• **GIVEN PASSAGE**:
-- -- --

36th Speaker of the Washington House of Representatives
- In office January 11, 1971 – January 8, 1973
- Preceded by: Tom Copeland
- Succeeded by: Leonard A. Sawyer

Minority Leader of the Washington House of Representatives
- In office January 8, 1973 – January 13, 1975
- Preceded by: Leonard A. Sawyer
- Succeeded by: Irv Newhouse

Member of the Washington House of Representatives from the 26th district
- In office October 5, 1965 – December 31, 1973
- Preceded by: Frances Swayze
- Succeeded by: John A. Honan

Personal details
- Born: Thomas Allen Swayze Jr. December 8, 1930 Tacoma, Washington, U.S.
- Died: October 16, 2005 (aged 74) Tacoma, Washington, U.S.
- Party: Republican
- Relations: Frances Swayze (mother)

= Thomas A. Swayze Jr. =

American politician

Thomas Allen Swayze Jr. (December 8, 1930 - October 16, 2005) was an American politician in the state of Washington. He served in the Washington House of Representatives from 1965 to 1973 for the 26th district.

== Early life ==
Swayze was born on December 8, 1930, in Tacoma, Washington. His father was Thomas Allen Swayze, comptroller for the city of Tacoma, and his mother was Frances Swayze, a member of the Washington House of Representatives. His sister, Gretchen Wilbert became the mayor of Gig Harbor. He attended local public school before receiving his bachelor's degree from the University of Puget Sound and his bachelors of law degree from the University of Washington in 1954. He worked for one year as an assistant state attorney general and joined the U.S. Army for two years before joining a private legal practice in Tacoma.

-- -- --

• **ENTRIES PROVIDED**:
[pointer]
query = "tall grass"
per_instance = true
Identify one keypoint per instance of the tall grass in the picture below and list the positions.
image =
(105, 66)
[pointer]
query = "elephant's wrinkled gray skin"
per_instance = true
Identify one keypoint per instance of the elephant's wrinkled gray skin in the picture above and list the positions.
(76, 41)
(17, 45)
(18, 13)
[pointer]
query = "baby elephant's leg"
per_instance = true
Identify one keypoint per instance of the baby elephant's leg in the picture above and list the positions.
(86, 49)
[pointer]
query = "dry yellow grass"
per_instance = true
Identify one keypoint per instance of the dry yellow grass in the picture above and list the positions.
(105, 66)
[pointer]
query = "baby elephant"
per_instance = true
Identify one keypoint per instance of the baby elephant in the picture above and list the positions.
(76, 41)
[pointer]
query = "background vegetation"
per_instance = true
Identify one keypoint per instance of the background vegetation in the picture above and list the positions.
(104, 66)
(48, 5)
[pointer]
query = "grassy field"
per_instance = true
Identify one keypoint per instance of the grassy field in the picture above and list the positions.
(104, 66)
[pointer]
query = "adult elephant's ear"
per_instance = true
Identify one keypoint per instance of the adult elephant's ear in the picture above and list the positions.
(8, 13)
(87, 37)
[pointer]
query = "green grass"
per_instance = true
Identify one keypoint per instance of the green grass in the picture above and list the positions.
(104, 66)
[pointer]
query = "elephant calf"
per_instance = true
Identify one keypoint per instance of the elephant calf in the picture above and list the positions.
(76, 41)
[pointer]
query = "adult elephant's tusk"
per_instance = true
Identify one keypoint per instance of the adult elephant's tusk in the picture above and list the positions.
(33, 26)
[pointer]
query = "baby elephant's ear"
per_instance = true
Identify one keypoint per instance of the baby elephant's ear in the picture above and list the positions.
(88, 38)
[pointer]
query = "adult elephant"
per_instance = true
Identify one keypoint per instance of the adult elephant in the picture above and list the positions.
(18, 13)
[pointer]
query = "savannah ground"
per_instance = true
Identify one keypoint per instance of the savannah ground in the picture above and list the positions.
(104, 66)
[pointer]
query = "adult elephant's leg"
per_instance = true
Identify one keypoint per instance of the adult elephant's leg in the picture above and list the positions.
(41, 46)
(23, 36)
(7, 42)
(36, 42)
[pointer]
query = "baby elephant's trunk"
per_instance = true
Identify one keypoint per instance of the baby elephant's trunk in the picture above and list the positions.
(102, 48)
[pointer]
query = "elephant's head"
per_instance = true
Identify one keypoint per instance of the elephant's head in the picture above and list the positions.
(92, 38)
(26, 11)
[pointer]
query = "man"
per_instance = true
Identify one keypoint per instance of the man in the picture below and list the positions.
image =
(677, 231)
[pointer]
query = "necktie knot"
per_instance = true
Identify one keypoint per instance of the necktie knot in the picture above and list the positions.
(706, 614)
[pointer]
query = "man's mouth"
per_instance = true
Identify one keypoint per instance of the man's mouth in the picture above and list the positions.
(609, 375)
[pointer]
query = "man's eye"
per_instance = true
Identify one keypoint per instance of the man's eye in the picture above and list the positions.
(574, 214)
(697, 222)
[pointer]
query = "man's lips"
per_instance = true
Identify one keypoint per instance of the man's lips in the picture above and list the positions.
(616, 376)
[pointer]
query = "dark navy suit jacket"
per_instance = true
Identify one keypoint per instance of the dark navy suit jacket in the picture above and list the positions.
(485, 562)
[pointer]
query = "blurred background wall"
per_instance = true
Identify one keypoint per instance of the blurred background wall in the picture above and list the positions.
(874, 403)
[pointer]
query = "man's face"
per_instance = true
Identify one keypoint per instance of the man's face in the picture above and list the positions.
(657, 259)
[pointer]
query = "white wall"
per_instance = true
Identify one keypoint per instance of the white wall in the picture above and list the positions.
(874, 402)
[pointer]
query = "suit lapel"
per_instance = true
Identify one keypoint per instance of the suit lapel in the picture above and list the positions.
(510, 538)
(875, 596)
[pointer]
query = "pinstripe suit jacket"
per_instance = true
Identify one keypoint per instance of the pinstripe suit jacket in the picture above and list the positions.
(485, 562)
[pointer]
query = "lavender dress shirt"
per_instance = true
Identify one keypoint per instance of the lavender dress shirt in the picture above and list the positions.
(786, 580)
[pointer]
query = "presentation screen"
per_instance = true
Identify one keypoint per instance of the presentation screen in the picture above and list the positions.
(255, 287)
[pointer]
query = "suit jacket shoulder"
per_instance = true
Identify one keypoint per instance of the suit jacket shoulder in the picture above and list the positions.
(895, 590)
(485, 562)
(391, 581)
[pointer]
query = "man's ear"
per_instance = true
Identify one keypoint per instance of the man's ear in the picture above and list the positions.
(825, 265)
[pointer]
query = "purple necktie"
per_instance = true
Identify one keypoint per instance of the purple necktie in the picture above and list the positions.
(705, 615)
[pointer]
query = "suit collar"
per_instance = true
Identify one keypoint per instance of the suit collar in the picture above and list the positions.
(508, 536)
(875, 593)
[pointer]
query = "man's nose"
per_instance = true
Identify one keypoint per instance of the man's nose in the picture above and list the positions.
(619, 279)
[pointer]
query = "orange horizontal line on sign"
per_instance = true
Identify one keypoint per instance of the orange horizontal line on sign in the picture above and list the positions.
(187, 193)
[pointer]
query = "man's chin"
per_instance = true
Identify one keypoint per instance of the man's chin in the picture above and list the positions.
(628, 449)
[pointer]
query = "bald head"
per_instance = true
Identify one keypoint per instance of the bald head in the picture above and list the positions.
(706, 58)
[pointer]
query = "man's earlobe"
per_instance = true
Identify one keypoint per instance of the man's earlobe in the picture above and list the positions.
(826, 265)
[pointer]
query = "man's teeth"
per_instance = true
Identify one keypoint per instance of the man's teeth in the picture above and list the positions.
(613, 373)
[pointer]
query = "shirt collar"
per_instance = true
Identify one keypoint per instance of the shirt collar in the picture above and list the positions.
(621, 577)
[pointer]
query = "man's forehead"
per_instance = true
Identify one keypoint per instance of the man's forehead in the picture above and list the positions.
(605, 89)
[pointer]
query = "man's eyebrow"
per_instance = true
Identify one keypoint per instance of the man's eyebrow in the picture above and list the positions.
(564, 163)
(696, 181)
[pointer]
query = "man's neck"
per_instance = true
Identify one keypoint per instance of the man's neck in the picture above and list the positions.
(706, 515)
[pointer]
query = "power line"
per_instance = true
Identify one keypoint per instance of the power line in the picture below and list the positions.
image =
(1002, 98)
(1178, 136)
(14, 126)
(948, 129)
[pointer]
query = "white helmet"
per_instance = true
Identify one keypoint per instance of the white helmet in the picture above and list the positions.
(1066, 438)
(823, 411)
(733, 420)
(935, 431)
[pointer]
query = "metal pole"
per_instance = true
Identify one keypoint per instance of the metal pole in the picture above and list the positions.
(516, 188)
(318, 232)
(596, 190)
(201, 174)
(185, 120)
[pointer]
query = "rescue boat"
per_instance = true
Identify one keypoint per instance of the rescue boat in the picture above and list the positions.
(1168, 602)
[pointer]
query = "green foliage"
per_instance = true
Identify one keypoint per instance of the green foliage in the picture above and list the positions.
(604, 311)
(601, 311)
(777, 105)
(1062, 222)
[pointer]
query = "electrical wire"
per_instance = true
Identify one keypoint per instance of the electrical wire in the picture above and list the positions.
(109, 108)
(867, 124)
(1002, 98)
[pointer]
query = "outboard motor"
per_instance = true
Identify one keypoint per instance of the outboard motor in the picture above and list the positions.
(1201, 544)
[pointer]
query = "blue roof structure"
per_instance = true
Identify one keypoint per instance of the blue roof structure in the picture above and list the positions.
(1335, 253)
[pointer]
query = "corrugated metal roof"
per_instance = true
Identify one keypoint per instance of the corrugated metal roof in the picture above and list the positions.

-- -- --

• **EXERCISE REQUIREMENTS**: In the biography of Thomas A. Swayze Jr., what office did his sister Gretchen Wilbert come to hold?

• **RESPONSE**: She became the mayor of Gig Harbor.